*Activity*.
According to the i-motif DNA abstract below, which spectroscopy method showed local structural rearrangements when TMPyP4 binds?

*Provided text*.
++++++++++++++++++++
Bag, S.; Ghosal, S.; Burman, M. D.; Chorell, E.; Bhowmik, S.

I-motif (iM) DNA structures, formed by cytosine-rich sequences, are increasingly acknowledged for their involvement in gene regulation, maintenance of genomic stability, and their emerging potential as therapeutic targets, particularly in cancer. Despite their biological relevance, the discovery of selective small-molecule probes that can specifically recognize and interact with iM DNA remains an ongoing challenge. In this study, we have used TMPyP4 and screened for its ability to bind various iM DNA constructs, including HRAS1, HRAS2, VEGF, CMYC, CKIT and H-Telo. Structure-activity relationship analyses revealed that specific substitution patterns conferred selectivity towards HRAS2 iM target. Comprehensive spectroscopic investigations, including UV-Vis absorption, steady-state and time-resolved fluorescence, and fluorescence anisotropy, uncovered key photophysical signatures of binding, including significant hypochromic and bathochromic shifts, enhanced fluorescence emission, and prolonged fluorescence lifetimes. Circular dichroism (CD),thermal denaturation (UV-melting) and thermodynamic investigations confirmed that TMPyP4 effectively stabilized the HRAS2 iM structures without disrupting their native topologies. Meanwhile, FT-IR spectroscopy revealed local structural rearrangements upon TMPyP4 binding, offering further evidence of molecular interaction. Collectively, these findings provide valuable insights into the molecular recognition of iM DNA by TMPyP4 and highlight its promise as both selective HRAS2 iM-binding agent and responsive fluorescent probe. This work lays a strong foundation for the development of novel tools for studying iM structures in biological systems and for designing future therapeutics targeting iM DNA in cancer and related diseases.
++++++++++++++++++++
*Study material*.
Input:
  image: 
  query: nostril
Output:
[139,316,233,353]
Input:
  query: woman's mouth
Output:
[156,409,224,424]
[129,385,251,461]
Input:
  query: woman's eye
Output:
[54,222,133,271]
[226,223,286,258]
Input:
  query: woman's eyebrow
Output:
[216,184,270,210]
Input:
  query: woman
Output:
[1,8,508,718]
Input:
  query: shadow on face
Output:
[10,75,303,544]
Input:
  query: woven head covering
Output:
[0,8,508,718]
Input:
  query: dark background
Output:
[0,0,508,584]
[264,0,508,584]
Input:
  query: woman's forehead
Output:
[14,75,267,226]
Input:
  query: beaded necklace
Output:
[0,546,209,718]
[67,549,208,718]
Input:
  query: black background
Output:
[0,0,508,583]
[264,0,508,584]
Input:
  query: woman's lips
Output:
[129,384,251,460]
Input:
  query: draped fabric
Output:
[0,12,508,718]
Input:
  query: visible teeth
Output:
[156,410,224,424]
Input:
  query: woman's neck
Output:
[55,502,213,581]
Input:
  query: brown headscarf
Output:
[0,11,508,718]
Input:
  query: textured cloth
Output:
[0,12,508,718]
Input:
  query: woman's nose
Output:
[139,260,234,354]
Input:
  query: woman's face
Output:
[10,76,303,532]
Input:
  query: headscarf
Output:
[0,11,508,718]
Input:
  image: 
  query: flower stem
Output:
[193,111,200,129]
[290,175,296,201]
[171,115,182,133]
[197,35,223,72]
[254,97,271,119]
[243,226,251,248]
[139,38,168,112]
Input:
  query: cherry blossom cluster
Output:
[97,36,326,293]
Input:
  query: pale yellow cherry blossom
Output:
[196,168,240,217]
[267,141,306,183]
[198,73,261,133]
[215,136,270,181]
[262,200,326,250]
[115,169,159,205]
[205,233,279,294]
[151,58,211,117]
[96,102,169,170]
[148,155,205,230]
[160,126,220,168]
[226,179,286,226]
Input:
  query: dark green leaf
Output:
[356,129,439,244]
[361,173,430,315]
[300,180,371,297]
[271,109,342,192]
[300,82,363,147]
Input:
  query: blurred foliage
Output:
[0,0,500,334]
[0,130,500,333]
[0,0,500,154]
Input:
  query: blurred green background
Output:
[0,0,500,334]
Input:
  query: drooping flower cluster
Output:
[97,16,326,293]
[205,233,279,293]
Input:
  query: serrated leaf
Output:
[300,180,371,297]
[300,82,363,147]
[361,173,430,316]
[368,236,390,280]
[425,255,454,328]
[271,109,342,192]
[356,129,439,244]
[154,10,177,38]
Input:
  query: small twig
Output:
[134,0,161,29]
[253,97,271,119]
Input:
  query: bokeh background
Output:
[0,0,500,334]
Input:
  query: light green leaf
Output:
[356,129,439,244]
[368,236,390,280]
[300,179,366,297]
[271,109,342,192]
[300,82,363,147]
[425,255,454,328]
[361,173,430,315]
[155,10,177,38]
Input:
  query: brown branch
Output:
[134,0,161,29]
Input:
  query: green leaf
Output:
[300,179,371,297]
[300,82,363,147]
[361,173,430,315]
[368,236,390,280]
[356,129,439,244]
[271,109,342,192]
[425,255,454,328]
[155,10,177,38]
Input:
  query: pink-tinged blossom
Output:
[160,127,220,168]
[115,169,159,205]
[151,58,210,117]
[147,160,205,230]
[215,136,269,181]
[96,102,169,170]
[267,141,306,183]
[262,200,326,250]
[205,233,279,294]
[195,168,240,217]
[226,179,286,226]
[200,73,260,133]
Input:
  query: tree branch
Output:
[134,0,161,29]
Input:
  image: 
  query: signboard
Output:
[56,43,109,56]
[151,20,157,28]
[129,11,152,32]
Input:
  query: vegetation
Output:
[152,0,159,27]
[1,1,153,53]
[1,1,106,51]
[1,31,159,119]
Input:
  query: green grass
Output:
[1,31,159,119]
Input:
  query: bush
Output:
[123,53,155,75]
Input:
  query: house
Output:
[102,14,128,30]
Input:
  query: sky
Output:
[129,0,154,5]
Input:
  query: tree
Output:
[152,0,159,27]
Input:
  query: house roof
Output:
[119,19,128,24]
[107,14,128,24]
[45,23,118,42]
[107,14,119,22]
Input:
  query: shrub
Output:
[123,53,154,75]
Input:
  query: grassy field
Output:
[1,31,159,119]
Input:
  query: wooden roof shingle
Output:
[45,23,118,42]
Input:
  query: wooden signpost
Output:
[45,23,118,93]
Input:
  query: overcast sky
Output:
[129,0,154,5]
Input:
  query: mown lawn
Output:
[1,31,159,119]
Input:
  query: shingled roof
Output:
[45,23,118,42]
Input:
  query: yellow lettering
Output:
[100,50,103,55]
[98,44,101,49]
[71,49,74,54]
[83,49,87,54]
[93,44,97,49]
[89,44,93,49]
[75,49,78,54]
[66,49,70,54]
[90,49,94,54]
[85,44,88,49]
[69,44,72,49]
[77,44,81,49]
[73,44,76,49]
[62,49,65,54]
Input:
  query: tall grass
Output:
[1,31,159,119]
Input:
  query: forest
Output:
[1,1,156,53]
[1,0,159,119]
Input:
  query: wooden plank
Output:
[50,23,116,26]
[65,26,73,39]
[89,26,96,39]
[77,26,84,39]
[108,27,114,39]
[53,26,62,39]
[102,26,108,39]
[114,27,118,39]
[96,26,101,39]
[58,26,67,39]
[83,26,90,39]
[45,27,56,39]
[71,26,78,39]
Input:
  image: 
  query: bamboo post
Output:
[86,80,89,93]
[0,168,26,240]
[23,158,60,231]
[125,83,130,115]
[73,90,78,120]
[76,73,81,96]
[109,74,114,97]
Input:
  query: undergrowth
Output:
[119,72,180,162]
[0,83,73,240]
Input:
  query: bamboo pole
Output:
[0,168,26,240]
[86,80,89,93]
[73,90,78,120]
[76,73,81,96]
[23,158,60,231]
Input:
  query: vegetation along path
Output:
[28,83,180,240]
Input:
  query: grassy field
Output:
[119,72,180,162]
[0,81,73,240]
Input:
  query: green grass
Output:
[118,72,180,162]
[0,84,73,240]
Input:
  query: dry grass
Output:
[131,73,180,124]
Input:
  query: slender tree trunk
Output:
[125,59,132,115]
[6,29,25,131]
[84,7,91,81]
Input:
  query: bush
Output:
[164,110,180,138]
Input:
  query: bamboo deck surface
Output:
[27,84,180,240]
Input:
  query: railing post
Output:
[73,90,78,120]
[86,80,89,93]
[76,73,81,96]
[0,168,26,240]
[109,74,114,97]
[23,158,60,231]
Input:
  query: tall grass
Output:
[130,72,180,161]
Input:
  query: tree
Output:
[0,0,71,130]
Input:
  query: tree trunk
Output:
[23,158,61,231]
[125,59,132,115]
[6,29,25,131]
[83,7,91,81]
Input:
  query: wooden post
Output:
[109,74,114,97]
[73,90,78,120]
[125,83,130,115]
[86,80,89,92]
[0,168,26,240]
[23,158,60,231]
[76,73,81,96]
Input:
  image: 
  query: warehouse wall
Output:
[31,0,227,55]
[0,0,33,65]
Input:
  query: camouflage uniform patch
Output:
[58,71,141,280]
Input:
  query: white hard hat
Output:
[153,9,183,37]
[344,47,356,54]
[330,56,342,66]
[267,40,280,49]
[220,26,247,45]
++++++++++++++++++++
*Task response*.
FT-IR spectroscopy.